■ Written task
Reproduce the material below word for word, beginning with the line that contains "Box the tree." and continuing through the end of the material, both ends included.

Records from the dataset:
==================================================
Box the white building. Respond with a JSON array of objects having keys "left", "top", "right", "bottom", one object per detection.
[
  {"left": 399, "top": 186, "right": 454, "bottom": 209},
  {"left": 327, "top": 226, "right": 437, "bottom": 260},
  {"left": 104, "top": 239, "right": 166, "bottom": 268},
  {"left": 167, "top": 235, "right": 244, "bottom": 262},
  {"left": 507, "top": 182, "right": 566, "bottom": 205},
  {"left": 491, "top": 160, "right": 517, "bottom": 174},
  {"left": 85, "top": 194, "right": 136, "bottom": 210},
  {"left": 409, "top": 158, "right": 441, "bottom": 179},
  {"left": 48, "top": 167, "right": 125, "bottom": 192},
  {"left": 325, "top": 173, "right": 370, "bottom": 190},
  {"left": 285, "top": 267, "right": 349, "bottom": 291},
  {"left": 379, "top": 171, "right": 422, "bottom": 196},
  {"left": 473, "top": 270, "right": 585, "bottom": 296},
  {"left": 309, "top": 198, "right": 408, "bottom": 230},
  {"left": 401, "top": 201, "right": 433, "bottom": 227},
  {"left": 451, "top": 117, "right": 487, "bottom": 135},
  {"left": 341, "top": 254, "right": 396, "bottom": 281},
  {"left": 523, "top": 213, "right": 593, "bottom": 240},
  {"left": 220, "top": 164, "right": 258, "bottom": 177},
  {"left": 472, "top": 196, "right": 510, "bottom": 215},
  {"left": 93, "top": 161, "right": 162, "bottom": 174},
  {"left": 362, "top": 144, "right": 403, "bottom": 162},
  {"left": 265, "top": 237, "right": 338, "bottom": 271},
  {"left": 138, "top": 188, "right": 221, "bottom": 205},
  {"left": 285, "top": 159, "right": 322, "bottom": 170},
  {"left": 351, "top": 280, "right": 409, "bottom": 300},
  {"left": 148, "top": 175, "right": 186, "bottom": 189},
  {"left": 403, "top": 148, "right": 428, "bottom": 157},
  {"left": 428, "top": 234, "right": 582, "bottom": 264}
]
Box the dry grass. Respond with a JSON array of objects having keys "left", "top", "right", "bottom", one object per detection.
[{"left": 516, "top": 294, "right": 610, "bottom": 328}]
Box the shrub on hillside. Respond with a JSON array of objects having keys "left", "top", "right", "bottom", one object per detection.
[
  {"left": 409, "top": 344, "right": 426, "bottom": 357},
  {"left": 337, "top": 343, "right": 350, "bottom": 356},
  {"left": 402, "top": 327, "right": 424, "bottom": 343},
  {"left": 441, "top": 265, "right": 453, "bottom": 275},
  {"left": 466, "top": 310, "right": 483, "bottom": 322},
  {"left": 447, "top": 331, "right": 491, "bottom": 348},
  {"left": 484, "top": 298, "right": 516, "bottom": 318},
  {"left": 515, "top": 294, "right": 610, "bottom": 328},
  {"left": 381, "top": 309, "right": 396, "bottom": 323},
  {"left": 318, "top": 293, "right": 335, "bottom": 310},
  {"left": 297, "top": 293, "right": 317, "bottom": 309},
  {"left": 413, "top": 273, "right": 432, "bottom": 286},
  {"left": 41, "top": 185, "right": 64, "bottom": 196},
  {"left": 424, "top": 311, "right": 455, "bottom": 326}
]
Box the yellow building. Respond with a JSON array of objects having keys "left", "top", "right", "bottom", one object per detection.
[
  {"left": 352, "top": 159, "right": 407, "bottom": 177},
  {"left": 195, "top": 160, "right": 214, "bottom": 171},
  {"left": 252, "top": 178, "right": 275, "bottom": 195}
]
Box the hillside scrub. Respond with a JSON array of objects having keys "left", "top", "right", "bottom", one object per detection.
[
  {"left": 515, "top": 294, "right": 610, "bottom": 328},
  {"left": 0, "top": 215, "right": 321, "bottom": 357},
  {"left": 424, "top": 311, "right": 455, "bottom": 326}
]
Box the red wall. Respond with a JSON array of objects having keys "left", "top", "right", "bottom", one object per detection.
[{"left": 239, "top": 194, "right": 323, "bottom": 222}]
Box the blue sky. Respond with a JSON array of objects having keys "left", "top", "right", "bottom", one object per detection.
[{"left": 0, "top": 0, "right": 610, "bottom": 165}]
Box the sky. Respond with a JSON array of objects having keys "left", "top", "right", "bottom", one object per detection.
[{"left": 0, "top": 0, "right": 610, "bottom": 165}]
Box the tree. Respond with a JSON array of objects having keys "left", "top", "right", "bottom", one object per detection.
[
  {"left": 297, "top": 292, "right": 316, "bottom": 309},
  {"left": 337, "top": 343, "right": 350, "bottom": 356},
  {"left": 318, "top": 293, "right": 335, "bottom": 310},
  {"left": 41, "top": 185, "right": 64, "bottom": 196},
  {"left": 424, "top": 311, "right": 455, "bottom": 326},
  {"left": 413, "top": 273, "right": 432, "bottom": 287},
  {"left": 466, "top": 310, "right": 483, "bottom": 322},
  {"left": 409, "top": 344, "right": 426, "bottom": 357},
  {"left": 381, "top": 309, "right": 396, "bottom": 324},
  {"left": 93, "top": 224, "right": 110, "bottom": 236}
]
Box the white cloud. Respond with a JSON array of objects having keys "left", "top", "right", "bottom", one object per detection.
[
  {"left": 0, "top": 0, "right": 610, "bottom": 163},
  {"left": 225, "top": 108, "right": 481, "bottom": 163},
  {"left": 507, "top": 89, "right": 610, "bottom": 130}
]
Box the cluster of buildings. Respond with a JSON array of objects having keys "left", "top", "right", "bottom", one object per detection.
==================================================
■ The result
Box the tree. Respond with a JSON array of objects having keys "left", "top", "right", "bottom", one object per detection.
[
  {"left": 297, "top": 292, "right": 316, "bottom": 309},
  {"left": 337, "top": 343, "right": 350, "bottom": 356},
  {"left": 318, "top": 293, "right": 335, "bottom": 310},
  {"left": 41, "top": 185, "right": 64, "bottom": 196},
  {"left": 424, "top": 311, "right": 455, "bottom": 326},
  {"left": 413, "top": 273, "right": 432, "bottom": 287},
  {"left": 466, "top": 310, "right": 483, "bottom": 322},
  {"left": 409, "top": 344, "right": 426, "bottom": 357},
  {"left": 381, "top": 309, "right": 396, "bottom": 324},
  {"left": 93, "top": 224, "right": 110, "bottom": 236}
]
Box the white cloud. Respond with a JSON array of objects having keys "left", "top", "right", "bottom", one object per detection.
[
  {"left": 0, "top": 0, "right": 610, "bottom": 163},
  {"left": 225, "top": 108, "right": 481, "bottom": 163},
  {"left": 507, "top": 89, "right": 610, "bottom": 130}
]
Box the cluster of buildings. Respond with a JSON array of objects having keys "left", "top", "right", "bottom", one object per detection.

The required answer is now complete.